▶ _EXERCISE DIRECTIONS_:
Word for word, retype every line of the data.

(SUPPLIED DATA Opens)

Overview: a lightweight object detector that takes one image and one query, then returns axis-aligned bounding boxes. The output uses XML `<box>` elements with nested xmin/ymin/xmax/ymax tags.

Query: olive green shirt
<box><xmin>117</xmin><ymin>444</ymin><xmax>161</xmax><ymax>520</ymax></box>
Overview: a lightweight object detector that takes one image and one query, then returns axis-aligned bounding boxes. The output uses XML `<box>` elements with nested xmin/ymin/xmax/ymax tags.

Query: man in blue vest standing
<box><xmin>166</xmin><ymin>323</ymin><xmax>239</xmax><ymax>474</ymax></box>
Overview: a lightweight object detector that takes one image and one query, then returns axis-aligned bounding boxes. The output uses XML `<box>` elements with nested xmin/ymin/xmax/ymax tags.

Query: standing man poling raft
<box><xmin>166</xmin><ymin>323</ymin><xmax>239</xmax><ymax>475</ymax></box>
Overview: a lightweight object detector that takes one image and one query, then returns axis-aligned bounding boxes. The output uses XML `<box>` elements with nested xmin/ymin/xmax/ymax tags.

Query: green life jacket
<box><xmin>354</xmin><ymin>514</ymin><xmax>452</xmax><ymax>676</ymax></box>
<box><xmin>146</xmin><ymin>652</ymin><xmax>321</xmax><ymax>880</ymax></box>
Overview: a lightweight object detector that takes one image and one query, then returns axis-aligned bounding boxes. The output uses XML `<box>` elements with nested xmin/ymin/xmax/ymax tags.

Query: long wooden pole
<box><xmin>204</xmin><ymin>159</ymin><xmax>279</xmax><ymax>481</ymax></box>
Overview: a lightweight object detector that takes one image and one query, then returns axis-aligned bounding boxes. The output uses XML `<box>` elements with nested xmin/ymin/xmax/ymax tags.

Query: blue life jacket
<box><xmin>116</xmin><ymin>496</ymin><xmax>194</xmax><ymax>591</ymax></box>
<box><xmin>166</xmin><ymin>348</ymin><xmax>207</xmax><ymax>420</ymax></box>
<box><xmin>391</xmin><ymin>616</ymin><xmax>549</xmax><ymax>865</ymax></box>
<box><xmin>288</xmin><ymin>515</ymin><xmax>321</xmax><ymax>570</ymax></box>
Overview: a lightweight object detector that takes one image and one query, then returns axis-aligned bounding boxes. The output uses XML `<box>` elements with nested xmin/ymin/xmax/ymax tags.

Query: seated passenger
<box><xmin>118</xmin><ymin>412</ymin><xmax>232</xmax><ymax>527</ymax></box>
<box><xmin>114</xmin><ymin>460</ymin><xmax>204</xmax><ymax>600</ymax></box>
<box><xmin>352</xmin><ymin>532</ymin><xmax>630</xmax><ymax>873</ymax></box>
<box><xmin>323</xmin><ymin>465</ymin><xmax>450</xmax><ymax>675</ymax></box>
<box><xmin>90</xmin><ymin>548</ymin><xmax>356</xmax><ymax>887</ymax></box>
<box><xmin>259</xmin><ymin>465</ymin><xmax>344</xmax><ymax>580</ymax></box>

(SUPPLIED DATA Closes)

▶ _TASK SOLUTION_:
Overview: a lightweight object detector that takes one image and one query, then returns axis-aligned bounding boxes. The output uses XML `<box>` elements with nested xmin/ymin/xmax/ymax tags.

Query: olive green shirt
<box><xmin>117</xmin><ymin>444</ymin><xmax>161</xmax><ymax>520</ymax></box>
Overview: a lightweight object detector that takes one image and one query, then returns axis-aligned bounding boxes. The output uses XML `<box>` elements with nested xmin/ymin/xmax/ymax tags.

Query: man in blue vest standing
<box><xmin>166</xmin><ymin>323</ymin><xmax>239</xmax><ymax>474</ymax></box>
Overview: a lightweight object detector that takes one image and one query, then returns axis-aligned bounding boxes. The output uses XML `<box>` elements with nested xmin/ymin/xmax/ymax tags.

Query: standing man poling raft
<box><xmin>166</xmin><ymin>323</ymin><xmax>239</xmax><ymax>475</ymax></box>
Overview: a lightweight object detector that takes one image and one query, then returns axis-aligned bounding boxes. The output uses XML `<box>` elements with nested xmin/ymin/xmax/ymax tags.

Query: green life jacket
<box><xmin>354</xmin><ymin>514</ymin><xmax>452</xmax><ymax>676</ymax></box>
<box><xmin>146</xmin><ymin>652</ymin><xmax>321</xmax><ymax>880</ymax></box>
Overview: a lightweight object detector that takes one image and one query, then returns axis-aligned bounding boxes. The output uses XML `<box>` elements with nested xmin/ymin/xmax/ymax tags.

Query: long wooden pole
<box><xmin>204</xmin><ymin>159</ymin><xmax>279</xmax><ymax>481</ymax></box>
Overview: a lightweight object detector that takes one image and one query, then returns axis-aligned bounding boxes. The output uses XML `<box>` elements with nested xmin/ymin/xmax/ymax tags.

Query: blue life jacket
<box><xmin>116</xmin><ymin>496</ymin><xmax>194</xmax><ymax>591</ymax></box>
<box><xmin>166</xmin><ymin>348</ymin><xmax>207</xmax><ymax>420</ymax></box>
<box><xmin>391</xmin><ymin>616</ymin><xmax>549</xmax><ymax>865</ymax></box>
<box><xmin>288</xmin><ymin>515</ymin><xmax>321</xmax><ymax>570</ymax></box>
Overview: a lightweight object detector that takes one image and one query, then returns axis-aligned bounding boxes. The output uses XML `<box>` elements with nested xmin/ymin/xmax/ymax tags.

Query: seated passenger
<box><xmin>118</xmin><ymin>412</ymin><xmax>232</xmax><ymax>527</ymax></box>
<box><xmin>114</xmin><ymin>460</ymin><xmax>204</xmax><ymax>600</ymax></box>
<box><xmin>352</xmin><ymin>532</ymin><xmax>630</xmax><ymax>873</ymax></box>
<box><xmin>323</xmin><ymin>465</ymin><xmax>450</xmax><ymax>675</ymax></box>
<box><xmin>90</xmin><ymin>548</ymin><xmax>356</xmax><ymax>887</ymax></box>
<box><xmin>259</xmin><ymin>465</ymin><xmax>344</xmax><ymax>580</ymax></box>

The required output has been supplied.